• Action item: Reproduce only the lines that run from the line containing "[[422, 142], [350, 668]]" to the end of the entries below, exactly as they stand.

• Data to process:
+ + +
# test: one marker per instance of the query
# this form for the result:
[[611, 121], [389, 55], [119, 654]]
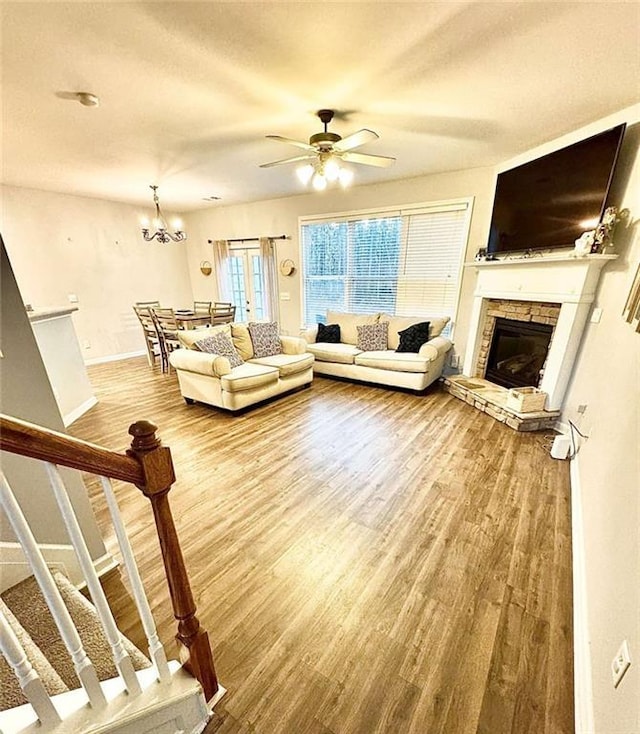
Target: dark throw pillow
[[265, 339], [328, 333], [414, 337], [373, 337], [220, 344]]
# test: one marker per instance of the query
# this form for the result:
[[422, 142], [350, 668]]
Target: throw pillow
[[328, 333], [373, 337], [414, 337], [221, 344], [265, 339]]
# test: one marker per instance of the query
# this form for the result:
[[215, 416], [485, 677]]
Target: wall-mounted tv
+ + +
• Result of the exercise:
[[422, 142], [350, 668]]
Target: throw pillow
[[328, 333], [373, 337], [414, 337], [221, 344], [265, 339]]
# test: one marker per instance of the query
# this form for the result:
[[215, 416], [485, 677]]
Target: wall-mounted tv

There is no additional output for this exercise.